Source:
/---
Both Thomasson’s and Kania’s considerations arrive in sum to the same conclusion: ordinary beliefs about music are conditioned by space and time, by geography and history, because they change according to the different musical (or artistic) traditions. Both of them do not make the mistake of unilateralism: they don’t extrapolate from a particular musical tradition and culture the paradigm of the whole of humanity. On the contrary, we can see particularly in the quoted passage of Thomasson, how the pluralism of traditions, and consequently of individuative and evaluative practices about works of art, is explicitly stated and assumed. The criticism of Zofia Lissa therefore does not apply to these two cases. What remains, however, is that, on the one hand, the supposed commonsensical character of such ordinary beliefs (and consequently Kania’s definition of ontologies taking into account such beliefs as descriptivist ontologies) becomes more than doubtful. On the other hand, Thomasson’s position de facto reduces the ontology of art to an epistemology of art, and we have to add, to a culturally dependent epistemology. The result of such an approach is that, an object (an artwork) can pertain to two different and incompatible ontological categories at the same time, as different cultural traditions can have different beliefs and individuative practices about it. Finally, in my view, the authority given to ordinary beliefs loses a lot of force from the moment that we admit the cultural and historical dependence of such beliefs.
The three arguments developed here seem to me, finally, to show how the assumption of an ontological musical common sense is more than doubtful: as a matter of fact, this is my thesis, there is no ontological musical common sense, because there is not a single music tradition, but a plurality of musical cultures, traditions and practices, within which different beliefs about music accordingly develop. The same concept of musical descriptivism seems therefore inapplicable, for Strawson’s concept of descriptivism, as we have seen, entails the assumption of commonsensical beliefs which do not change across history and cultures.
We should add a last consideration. The concept of ontological musical common sense is, in our view, even more problematic than the achievement of a unique concept of music which, as Dahlhaus has already stressed in an important passage, should be possibly thought, in a Kantian way, as a regulative principle:
The driving motive, that stood behind the idea “one” music [...] was the classic humanitarian utopia that in Kant's Critique of Judgment founded a Aesthetics, in which the judgment of taste is “subjective” and yet “universal”, and indeed insofar as the Subjective tend to a “sensus communis”, to a “common sense”. But if humanity finds its expression in the principle of respect of an irremovable otherness, instead of in the discovery of a common substance, one remains faithful to the idea of “one” music true precisely by abandoning the concept of substance in order to restitute her as a regulative principle of mutual understanding.
\---
Data segment:
/---
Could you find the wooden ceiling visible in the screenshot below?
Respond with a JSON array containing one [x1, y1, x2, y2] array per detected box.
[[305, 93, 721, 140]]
\---
Set exercise 1: According to the passage on musical ontology above, why does the concept of musical descriptivism seem inapplicable? Answer in one to three sentences.
Set exercise 2: Repeat the passage on musical ontology from "The three arguments" to "history and cultures.".
Set exercise 3: In the passage on musical ontology, whose criticism is said not to apply to the positions of Thomasson and Kania?

Full answer 1: Strawson's concept of descriptivism assumes commonsensical beliefs that do not change across history and cultures. Music, however, has no single tradition but a plurality of musical cultures, traditions and practices, and each develops its own beliefs about music. There is therefore no ontological musical common sense for descriptivism to rely on.

Full answer 2:
The three arguments developed here seem to me, finally, to show how the assumption of an ontological musical common sense is more than doubtful: as a matter of fact, this is my thesis, there is no ontological musical common sense, because there is not a single music tradition, but a plurality of musical cultures, traditions and practices, within which different beliefs about music accordingly develop. The same concept of musical descriptivism seems therefore inapplicable, for Strawson’s concept of descriptivism, as we have seen, entails the assumption of commonsensical beliefs which do not change across history and cultures.

Full answer 3: The criticism of Zofia Lissa.